*** Information supplied ***

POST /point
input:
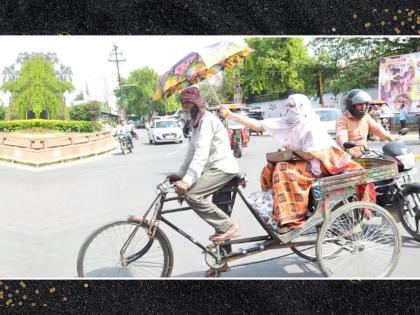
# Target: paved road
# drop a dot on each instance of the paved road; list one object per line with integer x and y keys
{"x": 46, "y": 215}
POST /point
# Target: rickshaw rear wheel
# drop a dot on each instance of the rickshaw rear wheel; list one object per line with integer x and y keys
{"x": 353, "y": 244}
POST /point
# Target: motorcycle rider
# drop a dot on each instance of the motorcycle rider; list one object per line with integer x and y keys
{"x": 355, "y": 124}
{"x": 128, "y": 131}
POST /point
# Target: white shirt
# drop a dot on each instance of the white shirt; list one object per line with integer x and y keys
{"x": 209, "y": 148}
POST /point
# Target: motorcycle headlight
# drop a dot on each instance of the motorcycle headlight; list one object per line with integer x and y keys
{"x": 407, "y": 160}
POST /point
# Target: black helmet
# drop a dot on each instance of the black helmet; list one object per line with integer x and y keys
{"x": 354, "y": 97}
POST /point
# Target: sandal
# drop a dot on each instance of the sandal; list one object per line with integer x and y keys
{"x": 230, "y": 233}
{"x": 214, "y": 273}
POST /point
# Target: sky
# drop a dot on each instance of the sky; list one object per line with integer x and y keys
{"x": 88, "y": 56}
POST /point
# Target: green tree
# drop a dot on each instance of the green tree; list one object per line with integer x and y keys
{"x": 37, "y": 86}
{"x": 138, "y": 90}
{"x": 276, "y": 67}
{"x": 87, "y": 111}
{"x": 354, "y": 62}
{"x": 2, "y": 112}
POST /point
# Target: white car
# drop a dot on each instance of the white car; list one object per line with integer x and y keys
{"x": 165, "y": 130}
{"x": 328, "y": 117}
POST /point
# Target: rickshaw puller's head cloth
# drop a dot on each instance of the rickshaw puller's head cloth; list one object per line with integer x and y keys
{"x": 192, "y": 94}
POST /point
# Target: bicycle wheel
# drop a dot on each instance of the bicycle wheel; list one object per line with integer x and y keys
{"x": 409, "y": 211}
{"x": 352, "y": 245}
{"x": 307, "y": 252}
{"x": 105, "y": 251}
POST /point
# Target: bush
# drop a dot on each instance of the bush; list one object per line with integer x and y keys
{"x": 86, "y": 112}
{"x": 61, "y": 125}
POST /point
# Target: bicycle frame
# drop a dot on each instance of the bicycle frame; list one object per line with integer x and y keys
{"x": 270, "y": 240}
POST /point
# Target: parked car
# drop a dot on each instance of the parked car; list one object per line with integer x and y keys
{"x": 328, "y": 117}
{"x": 165, "y": 130}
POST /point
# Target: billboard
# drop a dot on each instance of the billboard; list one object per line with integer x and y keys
{"x": 399, "y": 81}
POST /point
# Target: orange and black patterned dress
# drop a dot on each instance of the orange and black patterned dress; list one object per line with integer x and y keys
{"x": 291, "y": 182}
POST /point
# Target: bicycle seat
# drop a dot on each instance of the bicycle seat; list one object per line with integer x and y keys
{"x": 238, "y": 180}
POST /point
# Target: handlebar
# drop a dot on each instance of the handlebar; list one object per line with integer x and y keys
{"x": 166, "y": 186}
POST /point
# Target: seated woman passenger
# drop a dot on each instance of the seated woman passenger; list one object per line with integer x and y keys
{"x": 300, "y": 131}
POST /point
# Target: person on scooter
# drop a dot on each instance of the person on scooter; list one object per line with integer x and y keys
{"x": 127, "y": 130}
{"x": 300, "y": 130}
{"x": 355, "y": 124}
{"x": 208, "y": 166}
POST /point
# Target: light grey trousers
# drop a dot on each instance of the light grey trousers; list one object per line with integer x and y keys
{"x": 198, "y": 198}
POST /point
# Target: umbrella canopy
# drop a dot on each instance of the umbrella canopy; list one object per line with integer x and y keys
{"x": 199, "y": 66}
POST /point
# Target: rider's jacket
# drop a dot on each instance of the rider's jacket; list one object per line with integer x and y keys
{"x": 349, "y": 128}
{"x": 209, "y": 148}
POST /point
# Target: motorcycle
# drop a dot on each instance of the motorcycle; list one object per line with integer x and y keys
{"x": 400, "y": 194}
{"x": 125, "y": 144}
{"x": 385, "y": 123}
{"x": 134, "y": 135}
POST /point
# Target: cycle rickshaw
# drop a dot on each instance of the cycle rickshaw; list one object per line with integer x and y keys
{"x": 347, "y": 238}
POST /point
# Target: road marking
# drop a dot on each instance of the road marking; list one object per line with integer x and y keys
{"x": 106, "y": 170}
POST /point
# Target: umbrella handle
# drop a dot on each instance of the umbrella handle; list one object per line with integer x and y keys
{"x": 211, "y": 86}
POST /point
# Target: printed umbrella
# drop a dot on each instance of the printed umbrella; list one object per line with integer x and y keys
{"x": 199, "y": 66}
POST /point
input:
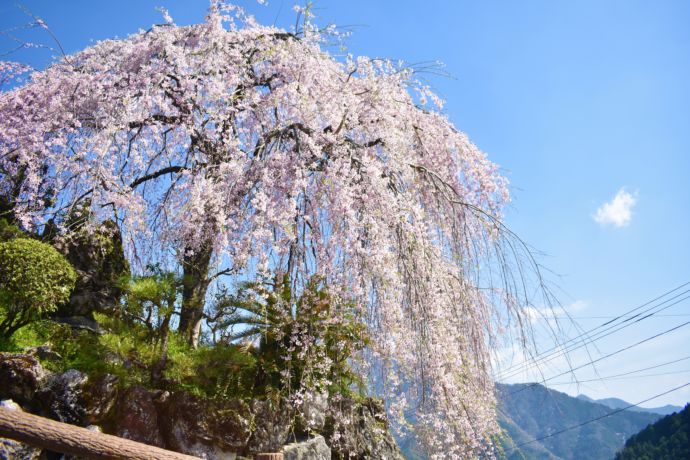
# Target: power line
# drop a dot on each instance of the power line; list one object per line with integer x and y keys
{"x": 609, "y": 317}
{"x": 627, "y": 373}
{"x": 598, "y": 336}
{"x": 658, "y": 374}
{"x": 614, "y": 319}
{"x": 603, "y": 357}
{"x": 600, "y": 417}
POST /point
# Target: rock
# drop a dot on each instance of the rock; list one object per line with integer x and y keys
{"x": 11, "y": 449}
{"x": 45, "y": 352}
{"x": 360, "y": 430}
{"x": 314, "y": 410}
{"x": 137, "y": 417}
{"x": 63, "y": 397}
{"x": 100, "y": 262}
{"x": 15, "y": 450}
{"x": 312, "y": 449}
{"x": 9, "y": 404}
{"x": 21, "y": 376}
{"x": 197, "y": 427}
{"x": 272, "y": 422}
{"x": 80, "y": 322}
{"x": 100, "y": 396}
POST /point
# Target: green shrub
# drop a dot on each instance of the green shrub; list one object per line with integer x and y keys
{"x": 34, "y": 280}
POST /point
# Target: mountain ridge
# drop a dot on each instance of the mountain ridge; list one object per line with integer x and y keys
{"x": 617, "y": 403}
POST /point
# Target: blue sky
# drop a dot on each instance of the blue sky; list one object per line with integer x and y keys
{"x": 575, "y": 100}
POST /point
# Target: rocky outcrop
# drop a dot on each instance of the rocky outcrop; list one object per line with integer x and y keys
{"x": 10, "y": 449}
{"x": 360, "y": 431}
{"x": 99, "y": 259}
{"x": 311, "y": 449}
{"x": 192, "y": 425}
{"x": 21, "y": 376}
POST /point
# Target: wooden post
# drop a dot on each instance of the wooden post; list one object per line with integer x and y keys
{"x": 69, "y": 439}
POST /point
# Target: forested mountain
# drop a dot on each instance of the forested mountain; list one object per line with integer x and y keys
{"x": 667, "y": 439}
{"x": 529, "y": 411}
{"x": 616, "y": 403}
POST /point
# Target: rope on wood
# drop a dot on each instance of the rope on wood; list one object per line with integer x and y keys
{"x": 69, "y": 439}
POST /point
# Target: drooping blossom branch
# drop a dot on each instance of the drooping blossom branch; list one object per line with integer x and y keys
{"x": 242, "y": 148}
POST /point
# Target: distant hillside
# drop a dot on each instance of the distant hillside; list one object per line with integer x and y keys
{"x": 615, "y": 403}
{"x": 536, "y": 411}
{"x": 667, "y": 439}
{"x": 529, "y": 412}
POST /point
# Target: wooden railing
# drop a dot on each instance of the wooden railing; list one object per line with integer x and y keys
{"x": 69, "y": 439}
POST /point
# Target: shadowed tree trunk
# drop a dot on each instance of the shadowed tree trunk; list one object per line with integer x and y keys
{"x": 194, "y": 286}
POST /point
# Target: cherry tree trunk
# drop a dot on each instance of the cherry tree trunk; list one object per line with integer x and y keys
{"x": 69, "y": 439}
{"x": 195, "y": 284}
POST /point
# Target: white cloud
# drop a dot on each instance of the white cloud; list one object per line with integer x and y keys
{"x": 618, "y": 211}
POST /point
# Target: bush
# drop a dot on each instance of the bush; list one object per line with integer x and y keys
{"x": 34, "y": 280}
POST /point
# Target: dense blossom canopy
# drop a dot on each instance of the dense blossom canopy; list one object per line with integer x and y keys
{"x": 257, "y": 143}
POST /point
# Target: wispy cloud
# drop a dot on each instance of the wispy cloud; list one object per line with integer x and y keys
{"x": 618, "y": 211}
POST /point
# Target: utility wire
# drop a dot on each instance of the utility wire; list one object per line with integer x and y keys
{"x": 608, "y": 317}
{"x": 627, "y": 373}
{"x": 598, "y": 336}
{"x": 614, "y": 319}
{"x": 599, "y": 418}
{"x": 602, "y": 357}
{"x": 684, "y": 371}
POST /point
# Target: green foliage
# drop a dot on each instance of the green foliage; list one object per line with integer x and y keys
{"x": 151, "y": 300}
{"x": 269, "y": 345}
{"x": 34, "y": 280}
{"x": 305, "y": 344}
{"x": 667, "y": 439}
{"x": 9, "y": 231}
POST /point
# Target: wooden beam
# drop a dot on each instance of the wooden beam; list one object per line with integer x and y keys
{"x": 69, "y": 439}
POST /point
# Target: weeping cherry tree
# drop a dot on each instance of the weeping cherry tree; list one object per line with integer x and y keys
{"x": 232, "y": 148}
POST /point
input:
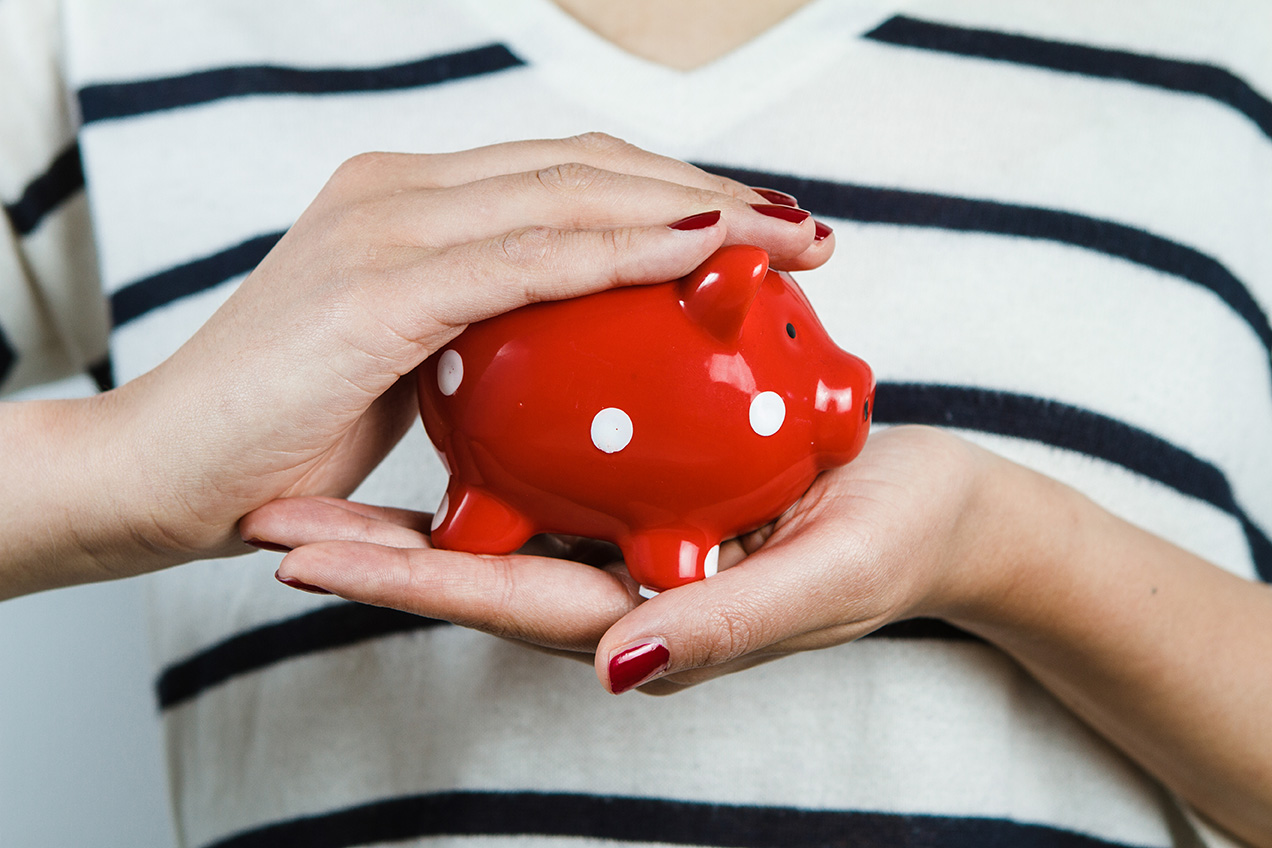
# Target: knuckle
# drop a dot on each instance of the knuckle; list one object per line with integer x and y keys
{"x": 735, "y": 632}
{"x": 529, "y": 247}
{"x": 360, "y": 167}
{"x": 567, "y": 177}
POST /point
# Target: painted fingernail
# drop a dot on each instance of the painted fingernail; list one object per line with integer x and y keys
{"x": 700, "y": 221}
{"x": 775, "y": 196}
{"x": 784, "y": 212}
{"x": 298, "y": 584}
{"x": 636, "y": 665}
{"x": 267, "y": 546}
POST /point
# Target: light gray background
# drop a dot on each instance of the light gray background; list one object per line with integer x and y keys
{"x": 82, "y": 763}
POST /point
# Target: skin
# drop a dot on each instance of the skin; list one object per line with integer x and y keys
{"x": 299, "y": 392}
{"x": 295, "y": 385}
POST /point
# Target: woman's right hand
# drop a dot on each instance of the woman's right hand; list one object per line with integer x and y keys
{"x": 294, "y": 387}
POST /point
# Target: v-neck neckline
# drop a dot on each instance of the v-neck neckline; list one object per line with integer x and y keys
{"x": 668, "y": 106}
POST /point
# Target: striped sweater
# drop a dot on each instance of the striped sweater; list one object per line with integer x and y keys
{"x": 1055, "y": 235}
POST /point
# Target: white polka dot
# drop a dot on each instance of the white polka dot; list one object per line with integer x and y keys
{"x": 450, "y": 371}
{"x": 711, "y": 565}
{"x": 440, "y": 515}
{"x": 767, "y": 413}
{"x": 611, "y": 430}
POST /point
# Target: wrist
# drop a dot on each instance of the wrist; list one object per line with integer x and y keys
{"x": 1018, "y": 542}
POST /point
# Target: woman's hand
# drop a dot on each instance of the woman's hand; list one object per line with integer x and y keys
{"x": 1158, "y": 650}
{"x": 294, "y": 387}
{"x": 880, "y": 539}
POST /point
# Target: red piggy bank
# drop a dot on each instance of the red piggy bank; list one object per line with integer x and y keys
{"x": 663, "y": 418}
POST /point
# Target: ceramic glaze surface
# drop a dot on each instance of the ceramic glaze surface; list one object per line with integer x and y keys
{"x": 664, "y": 418}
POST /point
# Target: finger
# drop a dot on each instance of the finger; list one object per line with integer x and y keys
{"x": 290, "y": 523}
{"x": 809, "y": 586}
{"x": 545, "y": 601}
{"x": 483, "y": 279}
{"x": 580, "y": 196}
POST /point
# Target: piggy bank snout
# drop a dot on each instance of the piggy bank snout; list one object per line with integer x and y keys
{"x": 842, "y": 406}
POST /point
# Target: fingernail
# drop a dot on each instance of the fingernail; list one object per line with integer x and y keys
{"x": 700, "y": 221}
{"x": 267, "y": 546}
{"x": 784, "y": 212}
{"x": 303, "y": 586}
{"x": 636, "y": 665}
{"x": 775, "y": 196}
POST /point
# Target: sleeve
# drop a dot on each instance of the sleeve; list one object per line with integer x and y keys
{"x": 52, "y": 313}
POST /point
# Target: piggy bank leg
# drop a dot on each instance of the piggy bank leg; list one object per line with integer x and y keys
{"x": 470, "y": 519}
{"x": 669, "y": 557}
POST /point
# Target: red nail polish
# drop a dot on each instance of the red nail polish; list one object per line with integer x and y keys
{"x": 774, "y": 196}
{"x": 700, "y": 221}
{"x": 300, "y": 585}
{"x": 784, "y": 212}
{"x": 636, "y": 665}
{"x": 267, "y": 546}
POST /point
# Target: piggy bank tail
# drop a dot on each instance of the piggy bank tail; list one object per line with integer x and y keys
{"x": 668, "y": 557}
{"x": 470, "y": 519}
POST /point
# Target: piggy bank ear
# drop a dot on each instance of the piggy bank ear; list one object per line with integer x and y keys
{"x": 718, "y": 294}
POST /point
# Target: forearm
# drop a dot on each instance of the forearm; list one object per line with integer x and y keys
{"x": 1163, "y": 652}
{"x": 70, "y": 512}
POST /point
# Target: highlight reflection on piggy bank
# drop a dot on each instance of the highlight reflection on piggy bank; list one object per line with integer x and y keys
{"x": 663, "y": 418}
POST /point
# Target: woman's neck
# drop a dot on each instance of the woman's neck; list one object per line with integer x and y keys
{"x": 679, "y": 33}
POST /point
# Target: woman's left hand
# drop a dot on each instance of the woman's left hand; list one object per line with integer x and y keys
{"x": 870, "y": 543}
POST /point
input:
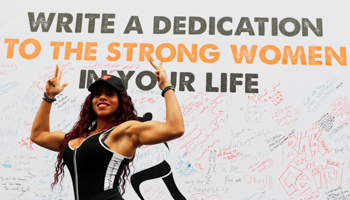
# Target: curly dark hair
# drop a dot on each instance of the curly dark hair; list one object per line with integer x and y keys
{"x": 125, "y": 112}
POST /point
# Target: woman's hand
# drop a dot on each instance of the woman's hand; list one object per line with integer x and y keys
{"x": 160, "y": 74}
{"x": 53, "y": 86}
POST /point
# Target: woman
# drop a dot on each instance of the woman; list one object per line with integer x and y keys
{"x": 104, "y": 140}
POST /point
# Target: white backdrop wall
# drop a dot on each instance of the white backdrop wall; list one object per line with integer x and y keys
{"x": 263, "y": 87}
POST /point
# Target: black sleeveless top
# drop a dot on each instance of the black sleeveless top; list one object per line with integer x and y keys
{"x": 95, "y": 169}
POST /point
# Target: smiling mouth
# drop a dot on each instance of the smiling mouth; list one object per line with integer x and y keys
{"x": 102, "y": 105}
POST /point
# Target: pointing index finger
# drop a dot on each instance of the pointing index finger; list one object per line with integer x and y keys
{"x": 56, "y": 72}
{"x": 155, "y": 66}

*** End of Information supplied ***

→ What the task asks
Retyping should start at the first line of the data above and stop after the line with "# Target: rickshaw puller's head cloth", and no picture should be included.

→ Response to the task
POST /point
input:
# Target: paved road
# drop a dot on each instance of the paved road; list one object per line with integer x and y keys
{"x": 46, "y": 215}
POST /point
# Target: rickshaw rear wheel
# drop a dot on each instance of the rickshaw rear wheel; list one object per line with integer x and y keys
{"x": 353, "y": 244}
POST /point
# Target: motorcycle rider
# drop a dot on each instance of the motorcycle rider; list one object per line with integer x and y keys
{"x": 355, "y": 124}
{"x": 128, "y": 131}
POST /point
# Target: white shirt
# drop a dot on each instance of the white shirt; list one object per line with integer x and y keys
{"x": 209, "y": 148}
POST /point
# Target: motorcycle headlight
# drop a dot on each instance of the motorcycle headlight; list one object per line with integer x and y keys
{"x": 407, "y": 160}
POST /point
# Target: black helmet
# drop a dot on each instance of the black helmet; list one object per line with integer x and y keys
{"x": 354, "y": 97}
POST /point
# Target: sandal
# drop a dot on each instance of the sandal; list one object per line with integer x and y keys
{"x": 230, "y": 233}
{"x": 214, "y": 273}
POST /point
# Target: sky
# drop a dot on each instance of the sky; list one object per line with integer x and y keys
{"x": 88, "y": 56}
POST /point
# Target: green tree
# drop a dot on each instance of the green tree; list one object per line with integer x and y keys
{"x": 37, "y": 86}
{"x": 138, "y": 90}
{"x": 276, "y": 67}
{"x": 87, "y": 111}
{"x": 354, "y": 62}
{"x": 2, "y": 112}
POST /point
# Target: white car
# drop a dot on each instance of the white car; list one object per line with integer x and y keys
{"x": 165, "y": 130}
{"x": 328, "y": 117}
POST /point
# Target: rickshaw puller's head cloth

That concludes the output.